• **Tasks for this exercise**:
- A) Quote the Slack and Zoom text word for word, from "We have one" to "responding on Slack.".
- B) Extend the Slack and Zoom text by writing what comes after its final sentence.

• **Exercise text**:
--------------------

Move to Zoom quickly

As soon as a discussion gets interesting, if it has all your attention or if it should, move it to Zoom (or your video conferencing choice, or in-person if that’s a thing). This improves concentration, increases information transfer, and removes a sneaky impression that everyone was part of the discussion when they weren’t.

:enhancement:

We have one Zoom room that’s a default for helping each other, asking questions, or generally hanging out while we’re working. We call it “bang-zoom” because our bot posts a link to it in response to “!zoom” in Slack. So when it’s time to share a screen or look each other in the eye, we type “!zoom” and head in there for face time.

Zoom for Safety

If something you read in Slack hurts, stop. Make a guess that the person didn’t intend it the way it came across, and get into a Zoom meeting ASAP to learn more detail. Your feelings are a useful clue that some information is missing on at least one side, so get that resolved and gain some common ground out of it.

:feelings:

We have a :zoom-for-safety: reactji. After I read something and then smack my desk in frustration, I use that reactji instead of responding on Slack.

Etiquette

Threads: if a channel’s conversation has moved on since the message we want to reply to, we’ll put that reply in a thread. No one is expected to read a thread they weren’t @-mentioned in.

Emoji: I need them. I love reacting without adding a message to the channel. When there’s something I want to say that doesn’t easily iconify: any image that comes up in a google search for that phrase is fair game. I’ll put some of my favorites at the end of this post.

--------------------

[Saved data entries]
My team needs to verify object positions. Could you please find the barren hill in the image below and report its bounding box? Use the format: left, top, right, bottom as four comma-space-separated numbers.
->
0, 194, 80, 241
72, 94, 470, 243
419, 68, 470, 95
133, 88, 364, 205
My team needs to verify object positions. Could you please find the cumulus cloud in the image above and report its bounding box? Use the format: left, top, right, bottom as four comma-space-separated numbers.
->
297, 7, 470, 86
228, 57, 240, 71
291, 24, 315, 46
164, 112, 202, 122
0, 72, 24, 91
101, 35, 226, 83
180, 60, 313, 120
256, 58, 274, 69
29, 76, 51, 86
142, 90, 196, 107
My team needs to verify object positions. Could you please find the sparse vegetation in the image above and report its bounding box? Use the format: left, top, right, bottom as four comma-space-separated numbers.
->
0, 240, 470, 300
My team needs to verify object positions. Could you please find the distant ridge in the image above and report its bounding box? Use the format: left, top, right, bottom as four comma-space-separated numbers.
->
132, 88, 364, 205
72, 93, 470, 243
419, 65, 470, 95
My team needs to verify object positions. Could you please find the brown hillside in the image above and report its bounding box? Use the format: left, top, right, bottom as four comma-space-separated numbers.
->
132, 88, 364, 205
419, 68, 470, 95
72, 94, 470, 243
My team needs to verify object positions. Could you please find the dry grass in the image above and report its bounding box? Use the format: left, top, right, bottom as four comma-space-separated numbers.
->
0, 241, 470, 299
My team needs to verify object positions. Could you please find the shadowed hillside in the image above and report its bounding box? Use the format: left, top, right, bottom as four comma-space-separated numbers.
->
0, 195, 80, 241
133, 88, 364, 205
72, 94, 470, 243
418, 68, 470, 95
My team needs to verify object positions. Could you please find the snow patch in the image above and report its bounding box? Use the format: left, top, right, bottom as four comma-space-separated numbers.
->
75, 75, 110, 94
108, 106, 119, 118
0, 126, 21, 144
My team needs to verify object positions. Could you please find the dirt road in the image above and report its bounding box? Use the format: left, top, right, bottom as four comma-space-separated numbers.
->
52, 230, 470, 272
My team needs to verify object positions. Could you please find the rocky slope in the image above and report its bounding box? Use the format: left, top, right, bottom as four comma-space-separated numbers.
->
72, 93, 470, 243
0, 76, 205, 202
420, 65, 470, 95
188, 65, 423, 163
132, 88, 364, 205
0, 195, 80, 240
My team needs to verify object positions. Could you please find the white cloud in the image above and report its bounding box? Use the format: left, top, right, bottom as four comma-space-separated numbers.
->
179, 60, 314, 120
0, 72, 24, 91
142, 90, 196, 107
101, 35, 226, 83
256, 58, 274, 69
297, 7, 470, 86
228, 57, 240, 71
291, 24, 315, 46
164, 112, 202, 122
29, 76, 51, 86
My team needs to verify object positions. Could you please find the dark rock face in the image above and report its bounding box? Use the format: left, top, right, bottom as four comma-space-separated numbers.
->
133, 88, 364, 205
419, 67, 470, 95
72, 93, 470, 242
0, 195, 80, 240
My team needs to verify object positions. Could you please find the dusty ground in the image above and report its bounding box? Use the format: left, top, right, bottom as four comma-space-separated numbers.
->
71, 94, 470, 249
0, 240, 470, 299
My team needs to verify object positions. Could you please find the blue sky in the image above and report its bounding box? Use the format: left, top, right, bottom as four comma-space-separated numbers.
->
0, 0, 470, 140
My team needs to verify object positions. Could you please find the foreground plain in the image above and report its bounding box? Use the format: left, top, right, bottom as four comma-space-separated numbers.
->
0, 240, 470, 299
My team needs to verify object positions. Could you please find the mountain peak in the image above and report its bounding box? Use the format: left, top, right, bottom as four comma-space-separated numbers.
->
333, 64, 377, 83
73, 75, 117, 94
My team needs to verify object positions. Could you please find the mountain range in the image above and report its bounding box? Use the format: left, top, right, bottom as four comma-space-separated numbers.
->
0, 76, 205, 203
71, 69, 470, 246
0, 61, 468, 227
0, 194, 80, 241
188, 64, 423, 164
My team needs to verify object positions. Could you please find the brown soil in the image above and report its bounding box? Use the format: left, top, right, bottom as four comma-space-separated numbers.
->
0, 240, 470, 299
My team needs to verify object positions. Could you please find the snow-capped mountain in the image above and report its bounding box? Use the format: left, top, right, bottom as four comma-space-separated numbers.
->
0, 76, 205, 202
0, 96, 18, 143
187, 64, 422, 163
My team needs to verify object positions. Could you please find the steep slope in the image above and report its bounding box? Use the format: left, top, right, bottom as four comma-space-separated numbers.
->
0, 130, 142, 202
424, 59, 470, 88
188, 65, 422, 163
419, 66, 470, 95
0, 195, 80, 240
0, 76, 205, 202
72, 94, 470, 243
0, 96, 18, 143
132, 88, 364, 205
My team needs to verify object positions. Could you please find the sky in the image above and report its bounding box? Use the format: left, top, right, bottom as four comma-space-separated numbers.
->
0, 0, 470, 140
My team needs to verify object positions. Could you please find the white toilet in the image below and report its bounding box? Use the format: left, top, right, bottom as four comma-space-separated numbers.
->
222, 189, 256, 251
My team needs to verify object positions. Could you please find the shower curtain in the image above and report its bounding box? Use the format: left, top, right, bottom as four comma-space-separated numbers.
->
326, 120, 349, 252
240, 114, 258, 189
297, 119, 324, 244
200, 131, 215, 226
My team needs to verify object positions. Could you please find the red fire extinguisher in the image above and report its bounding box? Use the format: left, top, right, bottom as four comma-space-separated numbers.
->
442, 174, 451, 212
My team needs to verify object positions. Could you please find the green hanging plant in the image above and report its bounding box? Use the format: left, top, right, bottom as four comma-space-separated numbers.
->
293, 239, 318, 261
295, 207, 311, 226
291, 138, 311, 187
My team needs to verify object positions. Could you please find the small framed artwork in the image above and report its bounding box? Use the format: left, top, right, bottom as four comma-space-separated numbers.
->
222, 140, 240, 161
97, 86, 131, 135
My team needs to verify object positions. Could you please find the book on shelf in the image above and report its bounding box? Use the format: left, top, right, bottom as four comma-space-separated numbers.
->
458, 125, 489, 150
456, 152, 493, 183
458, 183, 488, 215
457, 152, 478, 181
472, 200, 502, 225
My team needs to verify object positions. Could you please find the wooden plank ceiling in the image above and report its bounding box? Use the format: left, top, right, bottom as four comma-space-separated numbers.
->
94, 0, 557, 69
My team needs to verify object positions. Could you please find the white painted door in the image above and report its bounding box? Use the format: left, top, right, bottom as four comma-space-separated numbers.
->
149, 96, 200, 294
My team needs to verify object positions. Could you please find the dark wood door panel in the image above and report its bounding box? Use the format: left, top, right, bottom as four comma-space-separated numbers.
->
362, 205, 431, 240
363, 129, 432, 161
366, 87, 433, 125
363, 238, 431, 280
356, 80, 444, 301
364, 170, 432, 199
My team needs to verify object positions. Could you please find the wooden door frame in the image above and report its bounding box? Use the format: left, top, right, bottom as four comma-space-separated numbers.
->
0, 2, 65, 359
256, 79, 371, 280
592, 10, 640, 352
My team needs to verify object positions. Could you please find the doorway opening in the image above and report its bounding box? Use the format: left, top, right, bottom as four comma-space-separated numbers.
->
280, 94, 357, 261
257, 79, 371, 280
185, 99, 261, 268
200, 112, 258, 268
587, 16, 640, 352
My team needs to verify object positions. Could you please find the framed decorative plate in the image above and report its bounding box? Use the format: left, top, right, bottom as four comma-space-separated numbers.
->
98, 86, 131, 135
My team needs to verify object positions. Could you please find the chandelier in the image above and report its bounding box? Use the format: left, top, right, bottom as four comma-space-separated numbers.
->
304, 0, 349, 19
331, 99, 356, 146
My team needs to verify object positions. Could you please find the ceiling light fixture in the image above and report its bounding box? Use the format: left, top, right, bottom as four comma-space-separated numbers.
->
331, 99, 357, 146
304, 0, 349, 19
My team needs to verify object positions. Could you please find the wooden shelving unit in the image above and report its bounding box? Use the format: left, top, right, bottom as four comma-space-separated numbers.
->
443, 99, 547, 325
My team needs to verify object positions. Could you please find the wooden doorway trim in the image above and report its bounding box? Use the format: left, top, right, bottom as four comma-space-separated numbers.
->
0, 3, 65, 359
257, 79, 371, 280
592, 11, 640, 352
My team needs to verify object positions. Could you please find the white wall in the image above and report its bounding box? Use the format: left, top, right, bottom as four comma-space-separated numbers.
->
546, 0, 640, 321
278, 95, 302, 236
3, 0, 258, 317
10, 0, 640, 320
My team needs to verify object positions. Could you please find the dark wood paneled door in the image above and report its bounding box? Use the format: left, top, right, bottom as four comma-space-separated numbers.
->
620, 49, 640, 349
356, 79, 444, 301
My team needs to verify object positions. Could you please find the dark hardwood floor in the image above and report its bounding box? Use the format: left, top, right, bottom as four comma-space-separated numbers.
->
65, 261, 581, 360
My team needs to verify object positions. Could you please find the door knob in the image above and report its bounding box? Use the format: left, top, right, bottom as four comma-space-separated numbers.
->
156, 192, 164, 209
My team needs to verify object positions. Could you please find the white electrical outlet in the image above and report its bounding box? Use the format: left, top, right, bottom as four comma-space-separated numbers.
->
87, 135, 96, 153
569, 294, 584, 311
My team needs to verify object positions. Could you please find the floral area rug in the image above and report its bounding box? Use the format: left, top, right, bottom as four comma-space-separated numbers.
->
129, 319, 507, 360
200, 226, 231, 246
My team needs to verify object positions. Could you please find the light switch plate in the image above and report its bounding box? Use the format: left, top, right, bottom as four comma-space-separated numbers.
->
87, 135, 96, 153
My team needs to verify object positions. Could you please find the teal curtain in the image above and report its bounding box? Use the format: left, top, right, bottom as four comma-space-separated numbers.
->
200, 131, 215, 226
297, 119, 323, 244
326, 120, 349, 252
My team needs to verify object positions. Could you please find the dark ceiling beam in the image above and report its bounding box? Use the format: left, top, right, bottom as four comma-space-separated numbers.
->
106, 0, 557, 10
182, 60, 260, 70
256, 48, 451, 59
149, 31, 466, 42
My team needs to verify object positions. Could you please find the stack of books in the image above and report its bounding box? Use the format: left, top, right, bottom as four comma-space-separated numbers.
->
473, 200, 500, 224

--------------------

• **Results of the tasks**:
- A)
We have one Zoom room that’s a default for helping each other, asking questions, or generally hanging out while we’re working. We call it “bang-zoom” because our bot posts a link to it in response to “!zoom” in Slack. So when it’s time to share a screen or look each other in the eye, we type “!zoom” and head in there for face time.

Zoom for Safety

If something you read in Slack hurts, stop. Make a guess that the person didn’t intend it the way it came across, and get into a Zoom meeting ASAP to learn more detail. Your feelings are a useful clue that some information is missing on at least one side, so get that resolved and gain some common ground out of it.

:feelings:

We have a :zoom-for-safety: reactji. After I read something and then smack my desk in frustration, I use that reactji instead of responding on Slack.

- B)
Channel profligacy: so what if there are hundreds of channels? We join and leave, create and archive as our projects and people change. Crucial: just because someone is in a channel doesn’t mean they read it.

@-mention response time: This is asynchronous, people. If I want your attention, I’ll @-mention you; check Slack when you’re at a stopping point. I am not checking Slack while focused on writing this post. When I’m done, I’ll respond to all @-mentions and direct messages. If it’s an emergency, somebody has my cell phone number.

@channel: treated as an @-mention to everyone; read them.

@here: for something urgent right now (“I’m shutting down the dev environment for 15 minutes”) but not relevant later.

Private channels: useful for surprising someone for their birthday. Otherwise considered rude.

:tiptoe:

Direct messages: go for it, have a chat. When I want to ask @kipz a question about current work, I @-mention him in #jessitron-stream instead, in case anyone else wants to pipe in.

Conclusion

Slack is a technology like any other: useless unless you change how you work, painful unless you choose how you work.

At best, asynchronous messaging removes interruption; lets us search our history of solved problems; and catches us up on what we missed, giving freedom in time and space. At worst, it multiplies interruptions and hides information in a pile of cruft. It’s our choices that let us use it effectively, and stop it from using us.

Here are more of my favorite emoji.

:its-alive:

:oh-yeaahh:

:woo:

:y-u-no:

rofl

:irate-goose:

:yes-but-not-yet:

:scared-panda:

:party-parrot:

The famous party parrot has flashy colors that can trigger migraines or seizures. Be accessible! Replace it with this one.